Revise the lines below so that every "put a marker on" becomes "place a marker on", leaving everything else unchanged.
+===+
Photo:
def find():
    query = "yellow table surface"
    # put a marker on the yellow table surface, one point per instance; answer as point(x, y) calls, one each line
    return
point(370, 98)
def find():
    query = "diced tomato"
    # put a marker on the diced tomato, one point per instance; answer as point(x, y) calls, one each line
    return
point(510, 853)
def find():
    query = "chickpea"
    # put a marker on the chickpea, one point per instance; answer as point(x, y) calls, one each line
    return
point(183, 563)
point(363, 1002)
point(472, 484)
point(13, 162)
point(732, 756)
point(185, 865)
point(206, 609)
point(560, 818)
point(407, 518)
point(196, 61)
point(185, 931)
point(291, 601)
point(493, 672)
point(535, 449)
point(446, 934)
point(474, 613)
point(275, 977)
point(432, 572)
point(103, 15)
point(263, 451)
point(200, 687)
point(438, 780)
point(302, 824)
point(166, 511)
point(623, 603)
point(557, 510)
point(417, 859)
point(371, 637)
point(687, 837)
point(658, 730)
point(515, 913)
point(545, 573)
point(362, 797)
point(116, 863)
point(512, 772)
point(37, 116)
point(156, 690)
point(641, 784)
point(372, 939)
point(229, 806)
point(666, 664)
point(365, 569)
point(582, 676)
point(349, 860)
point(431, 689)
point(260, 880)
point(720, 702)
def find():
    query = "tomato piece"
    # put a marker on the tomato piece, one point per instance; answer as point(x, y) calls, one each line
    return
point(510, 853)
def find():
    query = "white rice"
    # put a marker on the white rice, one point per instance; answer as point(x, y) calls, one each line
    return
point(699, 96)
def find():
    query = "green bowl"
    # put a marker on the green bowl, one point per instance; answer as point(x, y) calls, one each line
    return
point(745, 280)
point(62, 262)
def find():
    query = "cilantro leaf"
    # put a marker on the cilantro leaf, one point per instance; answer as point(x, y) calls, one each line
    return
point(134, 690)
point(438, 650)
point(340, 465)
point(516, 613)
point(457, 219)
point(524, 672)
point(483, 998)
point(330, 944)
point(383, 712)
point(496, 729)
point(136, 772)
+===+
**Result:**
Photo:
def find():
    query = "yellow table surface"
    # place a marker on the yellow table surface, one point per instance; answer as point(x, y) calls, one each line
    return
point(370, 98)
def find():
    query = "diced tomato"
    # place a marker on the diced tomato, one point per instance; answer as point(x, y) calls, one each line
    return
point(510, 853)
def find():
    query = "chickpea"
    # place a marker on the chickpea, one point per instance; answer as point(x, y) calls, one each line
    return
point(183, 563)
point(363, 1002)
point(472, 484)
point(13, 162)
point(732, 756)
point(185, 865)
point(206, 609)
point(560, 818)
point(407, 518)
point(196, 61)
point(185, 931)
point(291, 601)
point(493, 672)
point(535, 449)
point(446, 934)
point(474, 613)
point(275, 977)
point(432, 572)
point(103, 15)
point(263, 451)
point(200, 687)
point(438, 780)
point(302, 824)
point(166, 511)
point(623, 603)
point(557, 510)
point(417, 859)
point(371, 637)
point(687, 837)
point(658, 730)
point(515, 913)
point(545, 573)
point(362, 797)
point(116, 863)
point(512, 772)
point(37, 116)
point(156, 690)
point(641, 784)
point(372, 939)
point(229, 806)
point(666, 664)
point(365, 569)
point(582, 676)
point(349, 860)
point(431, 689)
point(260, 880)
point(720, 702)
def find():
    query = "tomato piece"
    # place a marker on the tomato piece, one point per instance; answer as point(x, y) calls, one each line
    return
point(510, 853)
def find():
    query = "white rice"
    # place a marker on the white rice, one point per instance; answer as point(x, y) calls, one each line
    return
point(699, 96)
def find():
    query = "green bowl"
    # place a marker on the green bowl, one point per instance; answer as point(x, y) calls, one each line
    return
point(745, 280)
point(62, 262)
def find():
    query = "cilantro leaf"
    # place a marker on the cilantro leaf, one point per instance; answer as point(x, y) calls, one each line
    return
point(134, 690)
point(438, 650)
point(340, 465)
point(516, 613)
point(457, 219)
point(524, 672)
point(483, 998)
point(330, 944)
point(383, 712)
point(496, 729)
point(136, 772)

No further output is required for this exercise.